■ **Provided passage**:
In common with other contemporary gins, König's was sold in tall stoneware (steingut) bottles, and Konig's was given a red seal in an attempt to make it distinctive. The gin was widely advertised in yearbooks of the period such as The Stage Year Book and the Royal Colonial Institute Year Book and in magazines like The English Illustrated Magazine.

Konig's gin has been marketed in Germany as "Steinhäger-Urquell" ("urquell" translates as "original source" or "wellspring", as with the beer Pilsner Urquell), in an effort to establish a claim as the original and authentic Steinhäger gin.

Claim of Royal warrant
The firm's advertising said that the gin was supplied to the British House of Commons and House of Lords, and it claimed that the firm held a royal warrant of appointment.

Claim of awards
König boasted that the spirit had over 250 Grand Prix and gold medals from trade fairs. The company's gins and liqueurs were shown at the World's Columbian Exposition (The Chicago World's Fair) of 1893.

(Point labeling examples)

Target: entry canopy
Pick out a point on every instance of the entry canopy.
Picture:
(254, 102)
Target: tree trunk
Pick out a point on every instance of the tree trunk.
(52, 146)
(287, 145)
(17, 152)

■ **Work to do**: Carry on the passage about König's gin, picking up right after its final sentence.

■ **Written answer**:
H.C. König
The firm's British wholesaler was located at Beer Lane, London E.C. The firm "HC König" is now part of Mozart Distillerie GmbH in Salzburg, Austria, and produces and distributes spirits and liqueurs. Harald König is the Chief Executive and President.

See also

 König Brauerei (a different firm)
 List of gin brands

References

External links
Antique German Salt Glaze Stoneware Gin Bottle HC Konig
Konig bottles of Germany and Austria at Miniature Bottle Library.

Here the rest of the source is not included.